» **Your goal**: Continue the museum page on the painting "In the Cat's Mouth," picking up after its final sentence.

» **Passage for review**:
'''

MOBA Art Too Bad To Be Ignored
a work of art
Probably by Pangorda
24" x 22", Acrylic on canvas
Acquired by Tom Stankowicz from the Children's Hospital Thrift Store

A comment on issues of power as experienced by those who dwell with feline pets. Is the artist consumed with or consumed by his love for this cat? Does he identify with the personality of the startling animal? Does the similarity between these inseparable cohabitants stop short at the nose? Or is he simply trying to observe a tree-lined avenue through a cat's eyes?

Additional Information
"In the Cat's Mouth" is one of a series of five paintings presented in MOBA's Permanent Gallery as part of the "I Just Can't Stop" exhibition.

Tom Stankowicz, director of photography on MOBA's CD-ROM, had just stumbled on a set of five paintings by the same artist in a hospital thrift store. "I couldn't be sure, but I felt in my bones that this was it," said Mr. Stankowicz.

Mr. Wilson, our Esteemed Curator, was immediately alerted. Hearing the details of the find, he canceled his afternoon appointment at the local Salvation Army shop and rushed back to the MOBA offices.

Only moments after Mr. Stankowicz arrived and displayed the paintings to the stunned MOBA staff, Mr. Wilson arrived. Seeing the curator in such an agitated state, Tom tried to downplay the find -- "I can't be sure, I'm no expert."

'''

» **Data under study**:

'''

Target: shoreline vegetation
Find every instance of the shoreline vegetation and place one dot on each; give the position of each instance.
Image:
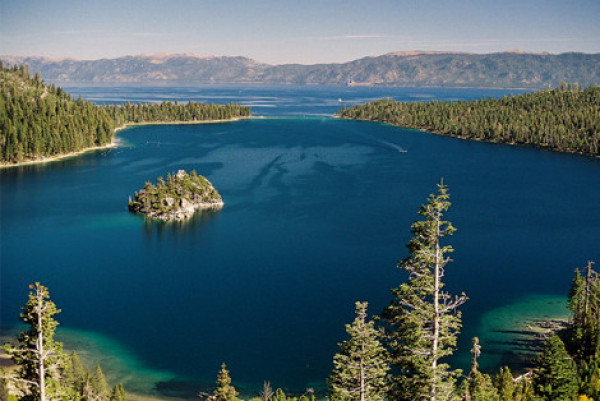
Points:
(116, 142)
(418, 329)
(41, 123)
(564, 119)
(177, 198)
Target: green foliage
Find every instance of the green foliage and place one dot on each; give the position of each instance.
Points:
(224, 390)
(118, 393)
(504, 382)
(563, 119)
(39, 120)
(37, 356)
(422, 321)
(556, 379)
(167, 198)
(361, 366)
(42, 371)
(583, 335)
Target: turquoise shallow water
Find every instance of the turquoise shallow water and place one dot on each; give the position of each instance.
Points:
(317, 212)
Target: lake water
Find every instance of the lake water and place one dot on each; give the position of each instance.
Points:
(317, 212)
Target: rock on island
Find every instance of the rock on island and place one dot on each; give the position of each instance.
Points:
(177, 198)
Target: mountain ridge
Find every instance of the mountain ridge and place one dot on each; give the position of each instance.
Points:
(510, 69)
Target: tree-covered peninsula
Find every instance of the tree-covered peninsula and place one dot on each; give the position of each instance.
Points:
(42, 121)
(566, 119)
(177, 198)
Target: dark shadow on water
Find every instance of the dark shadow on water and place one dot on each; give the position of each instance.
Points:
(160, 229)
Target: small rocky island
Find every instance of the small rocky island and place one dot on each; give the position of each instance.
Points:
(176, 199)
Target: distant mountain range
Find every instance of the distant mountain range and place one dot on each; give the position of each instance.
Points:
(419, 69)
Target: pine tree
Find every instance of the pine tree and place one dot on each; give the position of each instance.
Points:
(584, 302)
(556, 379)
(422, 321)
(37, 356)
(505, 384)
(118, 393)
(478, 386)
(267, 391)
(99, 385)
(224, 391)
(361, 366)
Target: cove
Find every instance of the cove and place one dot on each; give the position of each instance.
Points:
(317, 212)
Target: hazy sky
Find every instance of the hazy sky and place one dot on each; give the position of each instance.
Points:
(298, 31)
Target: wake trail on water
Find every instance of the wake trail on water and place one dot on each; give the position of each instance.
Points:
(384, 143)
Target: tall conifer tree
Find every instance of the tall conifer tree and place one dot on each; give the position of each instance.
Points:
(225, 390)
(361, 366)
(37, 356)
(556, 379)
(422, 321)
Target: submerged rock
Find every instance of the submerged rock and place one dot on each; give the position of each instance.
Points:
(177, 198)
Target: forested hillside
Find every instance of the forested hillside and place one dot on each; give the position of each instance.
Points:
(39, 120)
(565, 119)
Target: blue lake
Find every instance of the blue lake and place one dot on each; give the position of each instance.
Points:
(317, 212)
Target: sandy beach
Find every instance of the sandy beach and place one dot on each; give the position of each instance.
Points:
(115, 141)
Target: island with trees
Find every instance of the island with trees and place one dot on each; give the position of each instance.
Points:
(40, 121)
(565, 119)
(399, 356)
(177, 198)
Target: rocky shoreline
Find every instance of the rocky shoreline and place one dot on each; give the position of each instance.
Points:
(177, 198)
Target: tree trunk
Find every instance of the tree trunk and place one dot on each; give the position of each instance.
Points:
(436, 314)
(40, 346)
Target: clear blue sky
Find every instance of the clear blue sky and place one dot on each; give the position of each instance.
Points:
(298, 31)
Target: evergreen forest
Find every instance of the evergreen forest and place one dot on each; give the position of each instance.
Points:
(565, 119)
(400, 355)
(39, 120)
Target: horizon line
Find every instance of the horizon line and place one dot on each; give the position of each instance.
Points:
(402, 53)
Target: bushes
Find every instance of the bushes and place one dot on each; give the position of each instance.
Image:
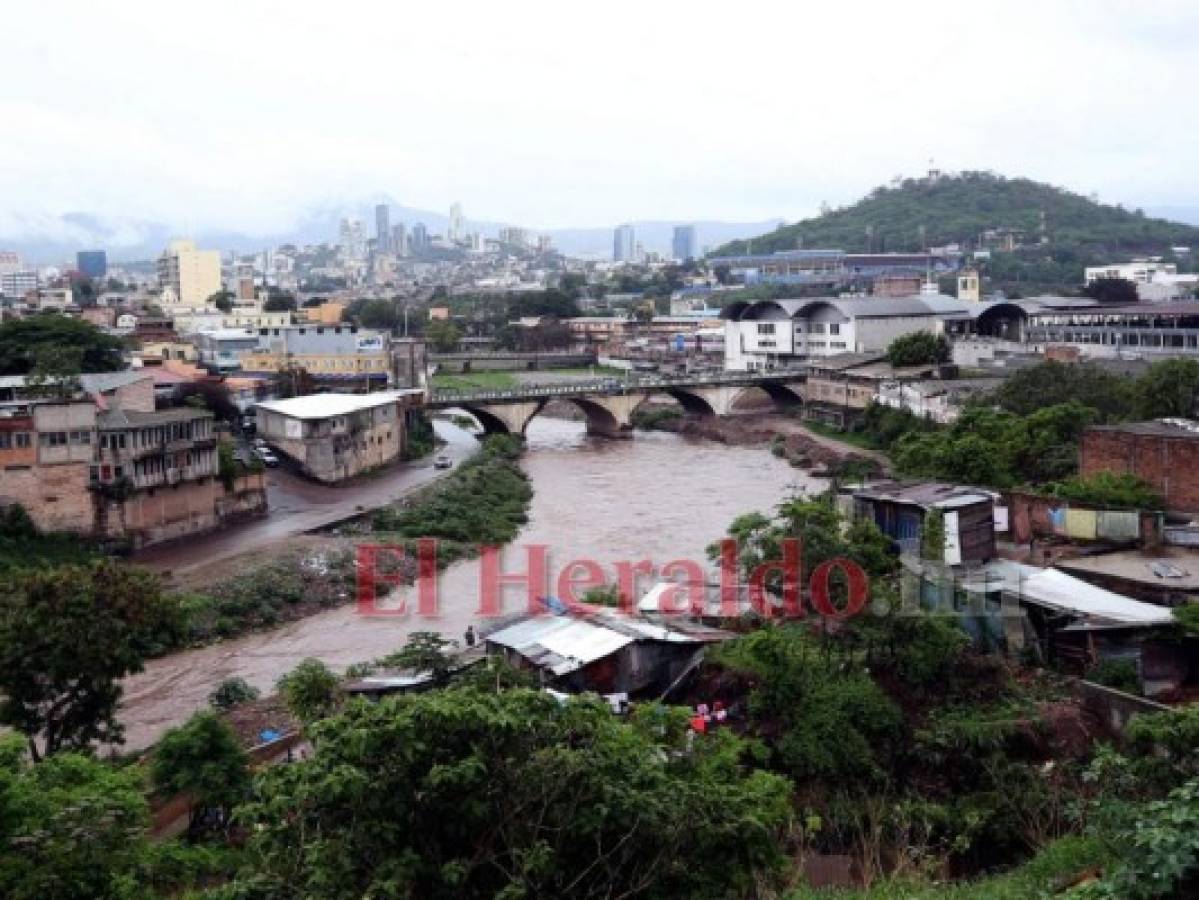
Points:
(232, 693)
(1119, 674)
(1121, 490)
(484, 501)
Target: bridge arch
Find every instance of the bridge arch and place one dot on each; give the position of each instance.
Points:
(692, 402)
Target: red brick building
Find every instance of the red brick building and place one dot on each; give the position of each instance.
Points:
(1164, 453)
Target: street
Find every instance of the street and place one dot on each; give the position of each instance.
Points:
(297, 506)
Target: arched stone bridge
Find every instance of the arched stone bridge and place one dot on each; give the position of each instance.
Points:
(608, 404)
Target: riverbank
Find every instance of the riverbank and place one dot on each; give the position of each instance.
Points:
(799, 444)
(658, 497)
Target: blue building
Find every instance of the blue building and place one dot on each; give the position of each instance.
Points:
(92, 264)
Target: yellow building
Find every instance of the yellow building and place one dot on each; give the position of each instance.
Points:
(327, 313)
(187, 276)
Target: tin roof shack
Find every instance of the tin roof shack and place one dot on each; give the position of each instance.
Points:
(901, 509)
(606, 652)
(1166, 575)
(1065, 621)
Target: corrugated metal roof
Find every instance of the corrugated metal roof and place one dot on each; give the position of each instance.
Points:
(559, 644)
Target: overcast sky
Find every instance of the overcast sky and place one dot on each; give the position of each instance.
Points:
(571, 113)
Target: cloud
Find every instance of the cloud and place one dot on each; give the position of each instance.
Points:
(243, 115)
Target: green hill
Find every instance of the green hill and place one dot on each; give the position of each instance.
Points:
(958, 209)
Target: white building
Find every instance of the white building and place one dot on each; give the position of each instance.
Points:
(775, 333)
(187, 276)
(1140, 271)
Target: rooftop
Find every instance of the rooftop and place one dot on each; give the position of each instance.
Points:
(333, 404)
(923, 494)
(1166, 567)
(1181, 428)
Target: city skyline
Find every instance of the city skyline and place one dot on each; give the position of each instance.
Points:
(200, 132)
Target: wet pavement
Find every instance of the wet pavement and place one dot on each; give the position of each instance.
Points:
(658, 497)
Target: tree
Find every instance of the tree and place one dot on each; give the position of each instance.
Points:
(1113, 290)
(279, 302)
(311, 690)
(22, 340)
(470, 793)
(921, 348)
(67, 636)
(443, 334)
(232, 693)
(1168, 390)
(203, 761)
(71, 827)
(425, 652)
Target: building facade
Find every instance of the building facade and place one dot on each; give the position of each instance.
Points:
(188, 276)
(336, 436)
(1164, 453)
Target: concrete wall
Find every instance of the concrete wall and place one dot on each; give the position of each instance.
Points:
(1169, 464)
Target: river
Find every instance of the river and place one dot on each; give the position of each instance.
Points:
(658, 496)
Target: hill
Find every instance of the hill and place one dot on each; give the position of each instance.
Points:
(957, 209)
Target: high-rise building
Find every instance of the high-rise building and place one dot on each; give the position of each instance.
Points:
(92, 264)
(187, 276)
(353, 240)
(420, 239)
(624, 243)
(684, 243)
(383, 228)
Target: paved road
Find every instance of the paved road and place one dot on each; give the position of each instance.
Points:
(297, 506)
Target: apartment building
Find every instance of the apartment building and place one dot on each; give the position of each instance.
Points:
(336, 436)
(188, 276)
(329, 352)
(107, 465)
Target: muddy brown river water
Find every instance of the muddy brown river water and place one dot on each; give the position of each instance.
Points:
(658, 496)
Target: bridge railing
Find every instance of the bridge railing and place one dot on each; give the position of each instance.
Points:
(614, 386)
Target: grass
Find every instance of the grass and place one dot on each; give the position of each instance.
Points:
(475, 381)
(1044, 875)
(861, 440)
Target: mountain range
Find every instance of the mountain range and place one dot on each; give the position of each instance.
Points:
(47, 240)
(913, 213)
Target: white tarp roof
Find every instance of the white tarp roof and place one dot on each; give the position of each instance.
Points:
(332, 404)
(560, 644)
(1055, 589)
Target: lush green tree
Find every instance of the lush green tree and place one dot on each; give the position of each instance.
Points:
(311, 690)
(426, 652)
(67, 636)
(1112, 396)
(921, 348)
(443, 336)
(1109, 489)
(232, 693)
(203, 761)
(279, 301)
(464, 793)
(22, 340)
(1168, 390)
(71, 827)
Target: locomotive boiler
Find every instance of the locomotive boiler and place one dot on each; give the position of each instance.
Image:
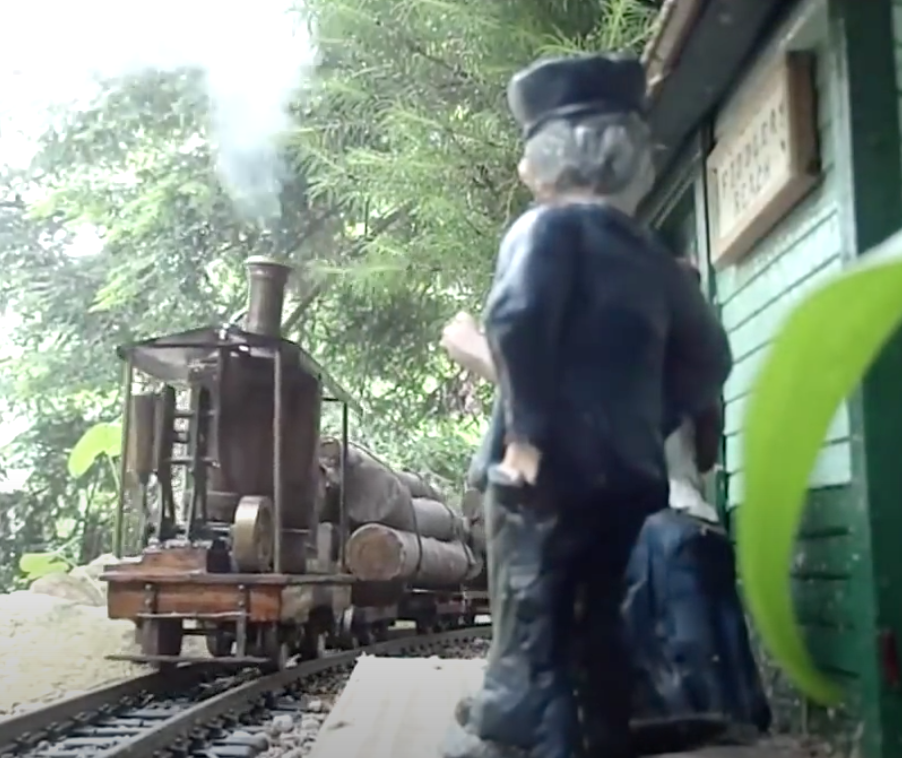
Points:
(265, 539)
(226, 425)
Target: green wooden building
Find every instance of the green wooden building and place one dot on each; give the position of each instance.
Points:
(781, 163)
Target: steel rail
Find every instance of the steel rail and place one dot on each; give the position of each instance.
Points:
(20, 734)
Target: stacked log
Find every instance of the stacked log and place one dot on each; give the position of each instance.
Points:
(401, 529)
(378, 553)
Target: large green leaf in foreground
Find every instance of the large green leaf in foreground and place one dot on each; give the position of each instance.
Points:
(818, 358)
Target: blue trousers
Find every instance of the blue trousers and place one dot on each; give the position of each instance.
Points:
(556, 577)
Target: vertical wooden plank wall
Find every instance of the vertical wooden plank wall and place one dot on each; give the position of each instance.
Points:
(832, 572)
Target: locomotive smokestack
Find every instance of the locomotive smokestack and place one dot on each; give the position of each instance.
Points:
(266, 295)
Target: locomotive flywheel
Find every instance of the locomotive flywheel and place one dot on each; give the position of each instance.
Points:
(253, 534)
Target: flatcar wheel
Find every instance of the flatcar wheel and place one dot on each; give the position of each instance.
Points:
(161, 637)
(313, 644)
(427, 627)
(219, 644)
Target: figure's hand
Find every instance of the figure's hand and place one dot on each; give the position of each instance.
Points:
(521, 462)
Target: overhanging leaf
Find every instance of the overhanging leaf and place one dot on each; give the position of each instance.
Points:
(104, 438)
(36, 565)
(819, 357)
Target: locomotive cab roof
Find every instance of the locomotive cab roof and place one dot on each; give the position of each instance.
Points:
(190, 357)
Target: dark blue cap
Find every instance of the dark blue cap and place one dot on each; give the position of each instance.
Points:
(576, 86)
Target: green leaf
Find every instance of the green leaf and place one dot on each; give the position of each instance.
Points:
(802, 383)
(104, 438)
(36, 565)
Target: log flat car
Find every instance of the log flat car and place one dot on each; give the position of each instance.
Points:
(246, 544)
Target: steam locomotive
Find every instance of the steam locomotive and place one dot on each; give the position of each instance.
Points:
(248, 543)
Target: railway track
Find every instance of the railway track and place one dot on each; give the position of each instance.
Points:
(196, 710)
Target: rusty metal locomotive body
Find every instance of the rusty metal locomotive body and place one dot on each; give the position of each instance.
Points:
(240, 553)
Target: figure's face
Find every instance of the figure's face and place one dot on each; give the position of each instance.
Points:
(527, 178)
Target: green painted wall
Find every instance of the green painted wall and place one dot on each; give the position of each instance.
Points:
(847, 572)
(830, 571)
(754, 297)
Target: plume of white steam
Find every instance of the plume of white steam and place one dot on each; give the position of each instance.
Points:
(255, 56)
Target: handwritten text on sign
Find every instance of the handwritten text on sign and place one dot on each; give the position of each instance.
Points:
(759, 170)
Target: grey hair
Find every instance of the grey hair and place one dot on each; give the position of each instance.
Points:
(609, 155)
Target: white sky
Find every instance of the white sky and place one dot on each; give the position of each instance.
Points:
(53, 50)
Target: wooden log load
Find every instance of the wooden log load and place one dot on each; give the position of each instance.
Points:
(374, 493)
(378, 553)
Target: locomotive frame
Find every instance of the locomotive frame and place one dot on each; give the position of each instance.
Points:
(260, 586)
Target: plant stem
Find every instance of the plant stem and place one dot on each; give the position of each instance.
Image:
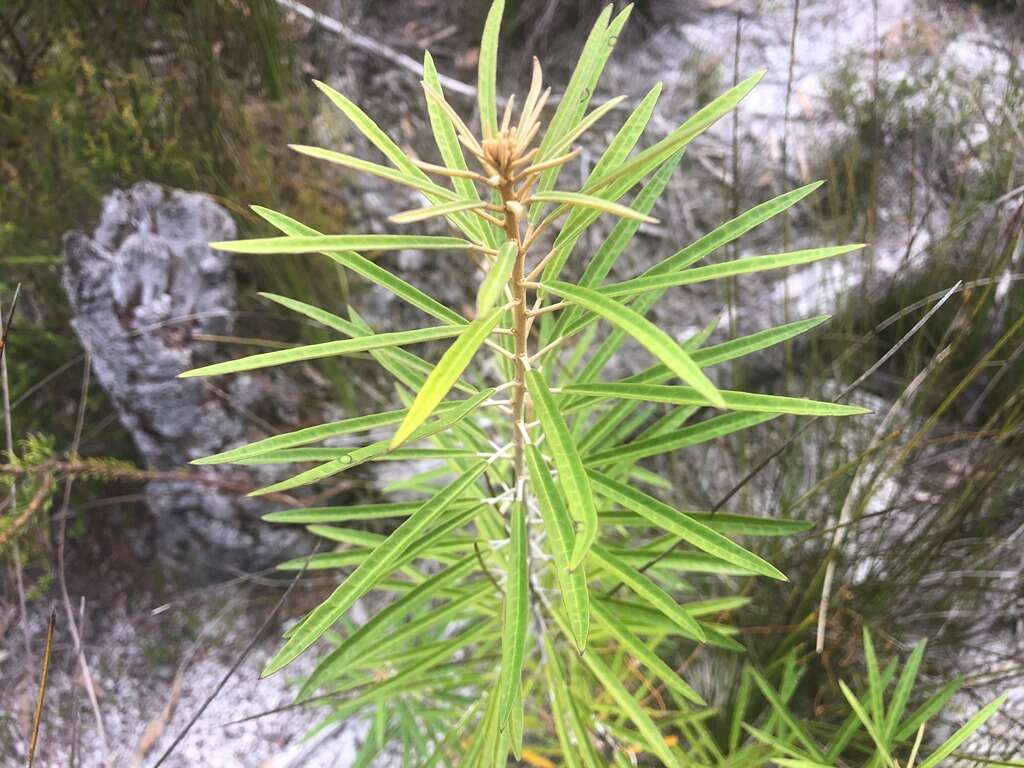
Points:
(520, 330)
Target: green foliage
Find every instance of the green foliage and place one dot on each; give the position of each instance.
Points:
(101, 97)
(530, 579)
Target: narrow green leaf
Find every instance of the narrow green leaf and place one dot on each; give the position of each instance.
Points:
(559, 709)
(964, 732)
(588, 201)
(559, 536)
(764, 403)
(562, 707)
(719, 271)
(571, 475)
(371, 130)
(904, 686)
(723, 522)
(364, 267)
(326, 349)
(731, 229)
(646, 589)
(697, 124)
(354, 512)
(656, 341)
(640, 650)
(514, 627)
(576, 98)
(315, 244)
(686, 562)
(744, 345)
(740, 700)
(415, 181)
(444, 209)
(680, 524)
(580, 218)
(875, 692)
(706, 430)
(370, 571)
(303, 436)
(497, 278)
(486, 81)
(932, 707)
(585, 124)
(444, 375)
(445, 136)
(783, 714)
(376, 450)
(612, 247)
(719, 237)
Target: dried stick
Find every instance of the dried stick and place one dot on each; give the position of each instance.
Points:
(38, 717)
(370, 45)
(61, 536)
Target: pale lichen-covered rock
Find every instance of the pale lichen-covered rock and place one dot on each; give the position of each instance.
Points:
(144, 290)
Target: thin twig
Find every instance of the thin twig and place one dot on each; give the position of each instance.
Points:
(61, 537)
(373, 46)
(238, 663)
(38, 717)
(9, 443)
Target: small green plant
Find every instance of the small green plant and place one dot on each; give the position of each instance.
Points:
(531, 607)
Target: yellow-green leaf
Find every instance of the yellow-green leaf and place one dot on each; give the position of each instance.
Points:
(656, 341)
(326, 349)
(588, 201)
(371, 570)
(678, 523)
(764, 403)
(486, 82)
(645, 588)
(314, 244)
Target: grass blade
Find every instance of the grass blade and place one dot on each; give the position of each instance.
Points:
(964, 733)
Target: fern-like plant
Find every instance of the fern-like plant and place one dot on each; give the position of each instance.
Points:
(526, 590)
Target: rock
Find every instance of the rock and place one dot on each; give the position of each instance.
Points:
(144, 289)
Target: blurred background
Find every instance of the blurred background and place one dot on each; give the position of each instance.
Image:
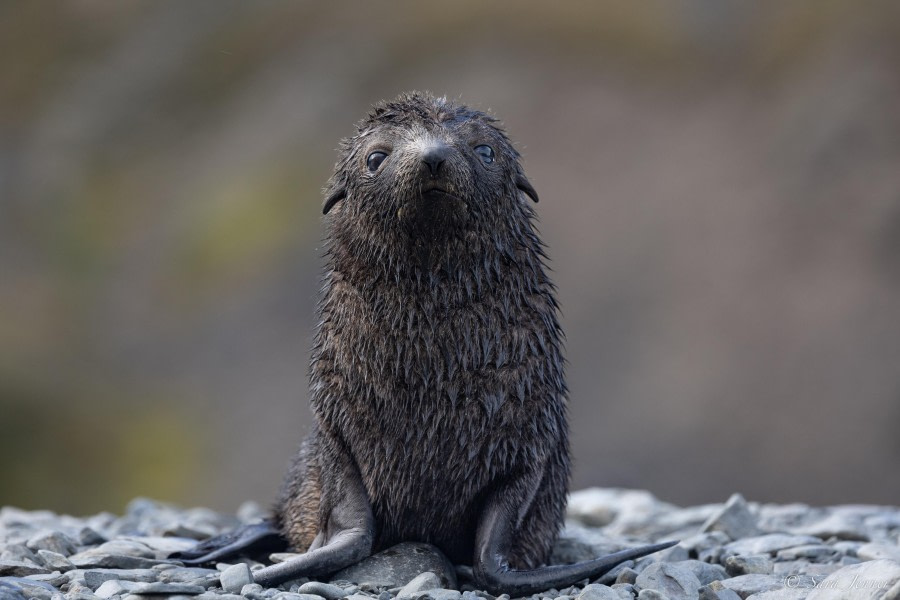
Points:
(720, 185)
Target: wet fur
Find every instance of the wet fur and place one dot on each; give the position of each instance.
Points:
(437, 362)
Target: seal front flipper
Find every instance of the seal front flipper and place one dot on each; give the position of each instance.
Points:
(250, 540)
(497, 525)
(348, 536)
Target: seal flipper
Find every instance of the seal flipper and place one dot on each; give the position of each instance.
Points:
(250, 540)
(497, 524)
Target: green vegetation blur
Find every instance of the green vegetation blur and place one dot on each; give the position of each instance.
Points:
(720, 196)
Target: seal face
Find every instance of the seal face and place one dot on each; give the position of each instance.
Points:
(437, 360)
(437, 372)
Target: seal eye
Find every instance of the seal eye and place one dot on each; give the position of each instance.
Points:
(374, 161)
(485, 153)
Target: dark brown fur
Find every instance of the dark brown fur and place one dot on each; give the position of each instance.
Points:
(437, 363)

'''

» **Solved problem**:
Mr. Wilson spotted the canvases in the corner, rushed past Mr. Stankowicz, and spun the first painting around. It was a vaguely Mediterranean scene filled with misshapen human limbs and the hindquarters of an indeterminate animal all inexplicably frozen in cubes of ice. From the dazed look on Mr. Wilson's face, all assembled knew that "this was it". One after another he viewed the remaining canvases -- that same dazed look only deepened in Mr. Wilson's eyes.

He turned slowly back towards the staff and began to speak slowly and quietly, picking up steam as he went. "Not... since... last year's find... the Bright Colors / Dark Emotions collection... have I seen a body of work from a single artist with such a bold and intuitive grasp of every thing this museum stands for. Look at them, look at them," he cried. "Five unique styles and subjects -- each one united with the next into a single unified whole... and the animals, the animals..."

No one had noticed, but yes, every canvas had a household pet, or portions of one somehow worked into the piece. In the foreground or the background in the abstract or the concrete.